-- Seitenauszug --
------------
Nun, und wenn die Klasse Bestellung nun eine Method addArtikel( String artikel ) hätte - könnte man diese synchronisieren?


----------



## FArt (29. Nov 2011)

reNur hat gesagt.:


> Nun, und wenn die Klasse Bestellung nun eine Method addArtikel( String artikel ) hätte - könnte man diese synchronisieren?




Wozu? Die Bestellung wird doch nur von einem SLSB verarbeitet bzw. von einem Call gleichzeitig verarbeitet.


----------



## reNur (29. Nov 2011)

Aber was, wenn nicht?

Also wenn - nur so als Beispiel - Artikel messagebasiert hinzugefügt werden. Mehrere MDBs hören auf eine "füge Artikel zu Bestellung mit ID x hinzu" Nachricht. Trifft diese ein, so holen sie sich eine Instanz der Bestellung über die Singleton Bean. Zu der entsprechenden ID wird - da Singleton - ja immer die selbe Instanz der Bestellung zurückgeliefert. Es kann also sein, dass mehrere MessageDriven Beans eine Bestellungs-Instanz bearbeiten und mit "addArtikel" einen Artikel hinzufügen wollen.
------------
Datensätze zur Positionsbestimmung
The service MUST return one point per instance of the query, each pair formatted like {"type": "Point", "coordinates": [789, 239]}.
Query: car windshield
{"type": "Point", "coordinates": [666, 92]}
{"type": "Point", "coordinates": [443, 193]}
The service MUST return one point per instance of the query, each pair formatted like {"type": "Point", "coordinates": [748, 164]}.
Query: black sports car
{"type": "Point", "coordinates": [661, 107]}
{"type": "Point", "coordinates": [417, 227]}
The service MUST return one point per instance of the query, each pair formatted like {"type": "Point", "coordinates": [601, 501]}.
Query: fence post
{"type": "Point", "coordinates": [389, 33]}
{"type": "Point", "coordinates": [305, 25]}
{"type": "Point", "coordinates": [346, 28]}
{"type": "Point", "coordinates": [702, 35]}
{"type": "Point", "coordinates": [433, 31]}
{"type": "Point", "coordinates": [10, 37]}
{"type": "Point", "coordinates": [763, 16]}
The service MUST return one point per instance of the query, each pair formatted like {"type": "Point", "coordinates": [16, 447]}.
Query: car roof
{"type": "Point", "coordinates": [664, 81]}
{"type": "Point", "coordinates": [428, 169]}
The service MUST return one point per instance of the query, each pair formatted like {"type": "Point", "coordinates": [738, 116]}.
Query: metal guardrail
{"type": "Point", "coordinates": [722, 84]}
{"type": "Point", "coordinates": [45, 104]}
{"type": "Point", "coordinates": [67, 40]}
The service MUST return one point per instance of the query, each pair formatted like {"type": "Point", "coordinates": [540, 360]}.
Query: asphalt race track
------------
-- Arbeitsanweisungen --
A – Wie lautet der Abschnitt der Forendiskussion zur Synchronisierung, der mit „Also wenn - nur“ beginnt und bis einschließlich „Artikel hinzufügen wollen.“ reicht, wenn Sie darin „MDBs“ zu „Message-Driven Beans“ ändern?
B – Wie geht die Forendiskussion zur Synchronisierung der Bestellung weiter? Schreiben Sie die Fortsetzung im Anschluss an den letzten Satz.

-- Lösungen zur Übung --
A –
Also wenn - nur so als Beispiel - Artikel messagebasiert hinzugefügt werden. Mehrere Message-Driven Beans hören auf eine "füge Artikel zu Bestellung mit ID x hinzu" Nachricht. Trifft diese ein, so holen sie sich eine Instanz der Bestellung über die Singleton Bean. Zu der entsprechenden ID wird - da Singleton - ja immer die selbe Instanz der Bestellung zurückgeliefert. Es kann also sein, dass mehrere MessageDriven Beans eine Bestellungs-Instanz bearbeiten und mit "addArtikel" einen Artikel hinzufügen wollen.

B –
----------



## FArt (30. Nov 2011)

Das wäre fehlerhaftes Design in einem EE Umfeld.

Du denkst einfach zu "kleinkariert", also mit den Gedanken eines Java-Entwicklers, nicht eines Enterprise-Entwicklers. Wie du schon sagtest, sind das natürlich normalerweise Entitäten auf der DB und somit über die Transaktion gekapselt. Wenn du so etwas zur Laufzeit machen möchtest, müsstest du das in einem Singleton Bean ("Service") tun, also nicht den Artikel herausgeben.

Das Problem in der Enterpriseumgebung ist, dass du mit einfachen Javamitteln gar nicht sinnvoll synchronisieren kannst. Es kann, bedingt durch Konfiguration und Infrastruktur, passieren, dass zwei Consumer zwar die selbe Entität, aber verschiedene Instanzen davon refernzieren. Somit haben diese auch verschiedene Monitore beim synchronisieren.


----------



## reNur (1. Dez 2011)

Hmm ok ich verstehe schon dass man das aus einer anderen Sichtweise betrachten muss.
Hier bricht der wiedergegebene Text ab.